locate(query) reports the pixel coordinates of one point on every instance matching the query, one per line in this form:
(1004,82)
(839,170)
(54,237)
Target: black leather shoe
—————
YOUR ASSIGNMENT. Using the listing above, retype each line exactly.

FINISHED TASK.
locate(query) reports the pixel coordinates of one point on every instance matching the query, one per line in this form:
(1004,82)
(839,170)
(54,237)
Target: black leather shoe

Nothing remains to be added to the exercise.